### Passage
============

By Matt Kite
Tacoma Weekly
Hot yoga. Just two words. But when I hear them now, having finally sat in on my first session, a series of images stretches my mind. I see a puddle of my own sweat. I see fans whirring overhead. I see a roomful of quietly focused people making pleasing shapes with their bodies.
How do they do that?
As someone who has been running competitively for the last thirty years, I have a strong heart, a bottomless well of endurance and a work ethic that would make any 19th-century Protestant proud. I also have hamstrings so tight I’m convinced someday they’re just going to snap, like slingshots that have been stretched to the limit, and hurl me through the nearest window.
Thus the thought, which occurred to me recently: I should try yoga. Being an extremist, I had to up the ante. How about hot yoga?
Enter Tacoma’s Expand Yoga, which just moved to a new location on 6th and Proctor. They opened the new digs on March 2nd, which explains the ongoing construction, but most of the facility is in place, from the unisex locker room to the spacious studio. The latter features handsome hardwood floors and the ubiquitous scent of aromatic cedar. And heat. Plenty of heat.
For “Original Hot,” the yoga class I attended last Friday, the temperature was cranked to a toasty 105 degrees Fahrenheit, the door to the outside hallway was closed and yoga mats were placed in front of a long row of mirrors. Stretching on those mats were a variety of people, most of them young, female and so much more flexible than me.
Liz Houck, our confident-yet-serene instructor, led us through an hour’s worth of postures, 26 in all. We started and finished with breathing. In between, we contorted our bodies every which way.
“My massage therapist has been trying to get me to come for about a year,” 48-year-old Angela Wales Rockett, a local artist and art teacher, said afterward, “and I’ve been very resistant.”
Angela’s biggest fear was the heat. She’s prone to feeling queasy in extreme temperatures, but much to her relief, she lasted the full hour and never once lost her cool—or her lunch. Better still, her right shoulder, hobbled for some time now with thoracic outlet syndrome, an overuse injury, held up fine.
“The hardest part was not knowing what we’re doing,” she said.
At least Angela had practiced yoga before. I was 100% green—and had the self-conscious grin to go with my newbie status. But like Angela, I survived the heat and the steady succession of maneuvers. While Liz took us through each exercise, I watched everyone around me. I was relieved to see some people take postures only partway. For some of us, as Liz reminded me afterward, completing just half of a yoga movement is giving everything we can give.
I was all too well aware of my tight hams, but I also felt gentle tugs in my shoulders, my lower back, my quads, my groin—you name it. If it could be stretched, I stretched it. I also unleashed a torrent of middle-aged flop sweat that drenched my mat and eventually spilled out onto the floor. When I reached for my towel, Liz recommended I just let the sweat drip off of me. “It will cool you off naturally,” she said.
I was ready to fetch a mop afterward, but Liz assured me that everyone sweats during hot yoga—and no one feels bad about it. Whew. Frankly, though, it would have been hard to feel bad about anything. I walked home from my first hot yoga session feeling light and relaxed, like a happy jumble of noodles. I haven’t felt that loose in, well, I can’t remember. Far from feeling sore or drained, I felt buoyant.
If you’re chronically uncomfortable or tight or just want to try something new, I have a recommendation for you. You’ll sweat. You’ll bend your body in ways that seem downright preposterous. But you’ll enjoy the process. Expansion is good for you.

============

### Source data
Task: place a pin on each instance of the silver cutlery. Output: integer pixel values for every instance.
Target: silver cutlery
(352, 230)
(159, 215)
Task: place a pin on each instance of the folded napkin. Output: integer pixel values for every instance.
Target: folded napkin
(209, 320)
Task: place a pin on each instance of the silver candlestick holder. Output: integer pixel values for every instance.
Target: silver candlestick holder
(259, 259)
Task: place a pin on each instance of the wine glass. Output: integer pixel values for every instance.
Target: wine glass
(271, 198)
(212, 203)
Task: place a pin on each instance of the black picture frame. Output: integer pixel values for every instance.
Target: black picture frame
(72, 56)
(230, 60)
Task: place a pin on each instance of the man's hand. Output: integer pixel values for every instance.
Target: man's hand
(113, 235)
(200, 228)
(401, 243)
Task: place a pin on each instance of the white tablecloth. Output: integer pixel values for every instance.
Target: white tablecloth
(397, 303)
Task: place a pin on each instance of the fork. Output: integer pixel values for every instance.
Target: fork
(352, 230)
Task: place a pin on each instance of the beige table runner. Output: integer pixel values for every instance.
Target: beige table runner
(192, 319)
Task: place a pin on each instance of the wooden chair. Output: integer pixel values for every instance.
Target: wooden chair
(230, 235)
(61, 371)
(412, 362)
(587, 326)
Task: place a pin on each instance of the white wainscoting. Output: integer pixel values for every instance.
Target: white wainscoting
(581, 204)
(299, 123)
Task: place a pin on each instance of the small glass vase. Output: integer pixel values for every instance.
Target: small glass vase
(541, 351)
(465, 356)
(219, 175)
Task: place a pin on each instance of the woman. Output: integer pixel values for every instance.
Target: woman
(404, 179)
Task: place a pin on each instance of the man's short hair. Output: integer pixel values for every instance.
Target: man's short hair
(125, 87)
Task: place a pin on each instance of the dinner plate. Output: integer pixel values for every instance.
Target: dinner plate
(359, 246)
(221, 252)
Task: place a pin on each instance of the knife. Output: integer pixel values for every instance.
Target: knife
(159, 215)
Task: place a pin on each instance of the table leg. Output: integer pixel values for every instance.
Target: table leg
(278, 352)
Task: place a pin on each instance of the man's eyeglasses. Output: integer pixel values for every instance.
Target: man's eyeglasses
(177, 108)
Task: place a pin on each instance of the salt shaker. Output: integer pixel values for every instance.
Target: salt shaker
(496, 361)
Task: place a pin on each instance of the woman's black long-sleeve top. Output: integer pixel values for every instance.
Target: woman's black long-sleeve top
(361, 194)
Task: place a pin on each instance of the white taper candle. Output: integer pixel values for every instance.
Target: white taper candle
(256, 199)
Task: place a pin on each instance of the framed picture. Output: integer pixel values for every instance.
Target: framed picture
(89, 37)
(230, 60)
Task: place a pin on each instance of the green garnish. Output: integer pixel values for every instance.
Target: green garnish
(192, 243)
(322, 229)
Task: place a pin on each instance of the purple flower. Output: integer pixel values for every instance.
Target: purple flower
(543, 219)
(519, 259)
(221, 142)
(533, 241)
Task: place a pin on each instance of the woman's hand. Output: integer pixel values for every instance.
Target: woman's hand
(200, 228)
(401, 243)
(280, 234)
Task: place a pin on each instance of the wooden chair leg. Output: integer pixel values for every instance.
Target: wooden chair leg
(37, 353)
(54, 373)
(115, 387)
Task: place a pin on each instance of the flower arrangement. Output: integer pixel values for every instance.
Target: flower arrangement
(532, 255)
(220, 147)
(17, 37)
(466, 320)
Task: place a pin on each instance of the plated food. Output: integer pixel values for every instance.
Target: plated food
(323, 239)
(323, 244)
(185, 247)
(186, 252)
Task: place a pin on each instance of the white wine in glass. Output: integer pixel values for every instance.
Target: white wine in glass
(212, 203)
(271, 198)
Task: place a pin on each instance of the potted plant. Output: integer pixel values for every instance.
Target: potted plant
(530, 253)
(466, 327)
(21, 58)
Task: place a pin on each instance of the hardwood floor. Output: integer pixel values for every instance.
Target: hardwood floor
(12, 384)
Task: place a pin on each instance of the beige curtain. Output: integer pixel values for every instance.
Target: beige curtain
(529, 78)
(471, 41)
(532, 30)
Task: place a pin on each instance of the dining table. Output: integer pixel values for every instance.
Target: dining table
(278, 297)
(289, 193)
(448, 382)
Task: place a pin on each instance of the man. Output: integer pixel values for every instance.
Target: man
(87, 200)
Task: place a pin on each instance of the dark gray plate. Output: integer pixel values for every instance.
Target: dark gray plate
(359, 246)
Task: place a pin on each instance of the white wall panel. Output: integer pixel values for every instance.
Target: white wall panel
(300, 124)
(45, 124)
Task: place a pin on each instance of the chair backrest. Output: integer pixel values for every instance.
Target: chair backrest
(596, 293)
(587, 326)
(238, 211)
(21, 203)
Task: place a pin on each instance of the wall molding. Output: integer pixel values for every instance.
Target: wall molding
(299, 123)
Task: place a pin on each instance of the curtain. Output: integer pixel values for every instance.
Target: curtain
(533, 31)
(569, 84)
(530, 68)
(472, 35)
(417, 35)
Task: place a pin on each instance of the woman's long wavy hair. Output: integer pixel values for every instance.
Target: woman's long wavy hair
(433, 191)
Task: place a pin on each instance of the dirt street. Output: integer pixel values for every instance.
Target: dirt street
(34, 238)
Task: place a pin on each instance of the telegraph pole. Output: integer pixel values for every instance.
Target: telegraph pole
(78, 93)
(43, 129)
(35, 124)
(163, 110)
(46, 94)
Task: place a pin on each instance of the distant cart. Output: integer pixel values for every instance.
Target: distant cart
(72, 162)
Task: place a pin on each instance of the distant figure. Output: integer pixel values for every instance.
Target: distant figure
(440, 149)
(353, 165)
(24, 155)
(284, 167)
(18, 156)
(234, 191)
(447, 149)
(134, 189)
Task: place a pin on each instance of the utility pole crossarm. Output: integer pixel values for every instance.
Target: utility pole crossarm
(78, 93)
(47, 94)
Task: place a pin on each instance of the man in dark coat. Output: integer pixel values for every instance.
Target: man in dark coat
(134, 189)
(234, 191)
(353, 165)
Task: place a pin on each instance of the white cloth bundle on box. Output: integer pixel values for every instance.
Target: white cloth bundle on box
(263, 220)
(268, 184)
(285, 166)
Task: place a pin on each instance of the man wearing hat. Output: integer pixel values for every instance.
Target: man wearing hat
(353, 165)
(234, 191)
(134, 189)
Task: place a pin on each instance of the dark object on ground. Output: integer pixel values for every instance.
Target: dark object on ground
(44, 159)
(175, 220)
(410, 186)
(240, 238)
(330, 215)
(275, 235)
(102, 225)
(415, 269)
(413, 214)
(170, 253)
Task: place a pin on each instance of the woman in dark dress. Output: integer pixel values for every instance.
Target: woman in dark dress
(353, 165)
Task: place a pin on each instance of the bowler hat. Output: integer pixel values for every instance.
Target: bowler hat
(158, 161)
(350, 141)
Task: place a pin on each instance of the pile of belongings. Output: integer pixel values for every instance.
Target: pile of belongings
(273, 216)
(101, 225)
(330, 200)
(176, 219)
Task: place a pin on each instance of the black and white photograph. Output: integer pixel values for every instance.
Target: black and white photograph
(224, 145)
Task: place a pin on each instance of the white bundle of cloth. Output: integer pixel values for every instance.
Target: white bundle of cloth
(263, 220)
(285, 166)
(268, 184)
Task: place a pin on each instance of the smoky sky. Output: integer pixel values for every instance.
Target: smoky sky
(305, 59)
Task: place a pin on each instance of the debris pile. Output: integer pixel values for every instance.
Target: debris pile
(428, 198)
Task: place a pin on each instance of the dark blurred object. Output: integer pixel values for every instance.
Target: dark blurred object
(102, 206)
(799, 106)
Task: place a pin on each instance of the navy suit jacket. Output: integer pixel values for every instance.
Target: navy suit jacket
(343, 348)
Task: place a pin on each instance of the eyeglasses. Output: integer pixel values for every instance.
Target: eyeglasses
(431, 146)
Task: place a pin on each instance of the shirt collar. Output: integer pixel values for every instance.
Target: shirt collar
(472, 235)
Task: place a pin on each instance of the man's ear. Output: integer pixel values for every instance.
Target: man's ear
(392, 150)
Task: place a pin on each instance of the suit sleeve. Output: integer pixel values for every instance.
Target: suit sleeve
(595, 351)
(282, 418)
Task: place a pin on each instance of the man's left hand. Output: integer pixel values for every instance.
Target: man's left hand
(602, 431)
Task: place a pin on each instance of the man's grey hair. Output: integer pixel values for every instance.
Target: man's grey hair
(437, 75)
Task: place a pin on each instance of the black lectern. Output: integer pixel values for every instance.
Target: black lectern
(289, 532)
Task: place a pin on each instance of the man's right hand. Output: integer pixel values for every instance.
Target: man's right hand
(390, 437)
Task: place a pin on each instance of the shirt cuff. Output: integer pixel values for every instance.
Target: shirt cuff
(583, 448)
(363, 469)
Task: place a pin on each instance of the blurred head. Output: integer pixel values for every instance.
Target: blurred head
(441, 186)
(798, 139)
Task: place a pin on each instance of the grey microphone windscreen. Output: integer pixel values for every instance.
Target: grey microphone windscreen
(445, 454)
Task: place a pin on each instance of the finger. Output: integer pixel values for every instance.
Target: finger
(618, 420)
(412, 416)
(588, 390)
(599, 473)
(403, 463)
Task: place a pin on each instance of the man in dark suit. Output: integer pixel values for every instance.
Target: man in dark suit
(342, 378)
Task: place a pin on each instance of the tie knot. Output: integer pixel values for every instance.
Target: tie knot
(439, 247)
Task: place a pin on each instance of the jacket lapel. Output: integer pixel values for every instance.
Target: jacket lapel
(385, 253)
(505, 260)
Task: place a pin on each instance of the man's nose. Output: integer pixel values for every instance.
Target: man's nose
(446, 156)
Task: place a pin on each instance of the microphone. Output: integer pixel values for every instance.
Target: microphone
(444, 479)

============

### Problem set
[1] Rewrite the paragraph of the hot yoga article that begins "Enter Tacoma's Expand Yoga" in fewer words, keeping its main facts.
[2] In the hot yoga article, list every body part where the writer says they felt gentle tugs.

### Expected responses
[1] Tacoma's Expand Yoga recently moved to 6th and Proctor and opened there on March 2nd. Construction is still going on, but most of the facility is ready, including the unisex locker room and the spacious studio, which has hardwood floors, a cedar scent and plenty of heat.

[2]
- Shoulders
- Lower back
- Quads
- Groin